• _ABOUT THIS EXERCISE_: All entries must be repeated exactly; do not include the pictures.

• _RECORDS TO USE_:
########

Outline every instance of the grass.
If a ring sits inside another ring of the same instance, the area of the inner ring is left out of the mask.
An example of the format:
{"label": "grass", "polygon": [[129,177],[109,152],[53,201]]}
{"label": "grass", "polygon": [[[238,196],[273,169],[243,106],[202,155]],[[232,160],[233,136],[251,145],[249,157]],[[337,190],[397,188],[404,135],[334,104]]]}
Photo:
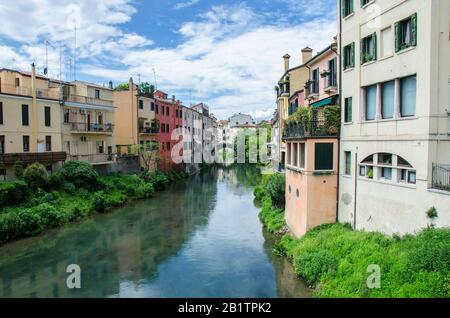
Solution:
{"label": "grass", "polygon": [[[261,220],[272,233],[283,233],[284,211],[269,193],[273,175],[255,188]],[[273,195],[273,194],[272,194]],[[280,236],[274,253],[286,256],[296,274],[319,298],[450,297],[450,229],[426,229],[418,235],[387,237],[354,231],[348,225],[318,227],[300,239]],[[369,288],[371,265],[379,266],[380,288]]]}
{"label": "grass", "polygon": [[[277,242],[316,297],[446,298],[450,296],[450,229],[389,238],[346,225],[319,227],[301,239]],[[369,265],[381,269],[381,287],[369,289]]]}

########

• _REPLY_:
Outline every instance of the grass.
If a ring sits inside another ring of the same instance, the area of the inner ring is left out of the mask.
An example of the format:
{"label": "grass", "polygon": [[129,177],[109,152],[53,201]]}
{"label": "grass", "polygon": [[[238,196],[273,169],[243,106],[202,155]],[[232,160],[233,136],[251,145],[249,157]],[[337,190],[397,188],[404,135],[334,104]]]}
Photo:
Solution:
{"label": "grass", "polygon": [[[261,220],[272,233],[283,233],[284,211],[269,193],[273,175],[255,188]],[[273,195],[273,194],[272,194]],[[280,236],[274,253],[286,256],[296,274],[319,298],[450,297],[450,229],[426,229],[418,235],[387,237],[354,231],[348,225],[318,227],[300,239]],[[369,288],[371,265],[379,266],[380,288]]]}
{"label": "grass", "polygon": [[[277,242],[316,297],[446,298],[450,296],[450,229],[389,238],[346,225],[319,227],[301,239]],[[369,265],[381,269],[381,287],[369,289]]]}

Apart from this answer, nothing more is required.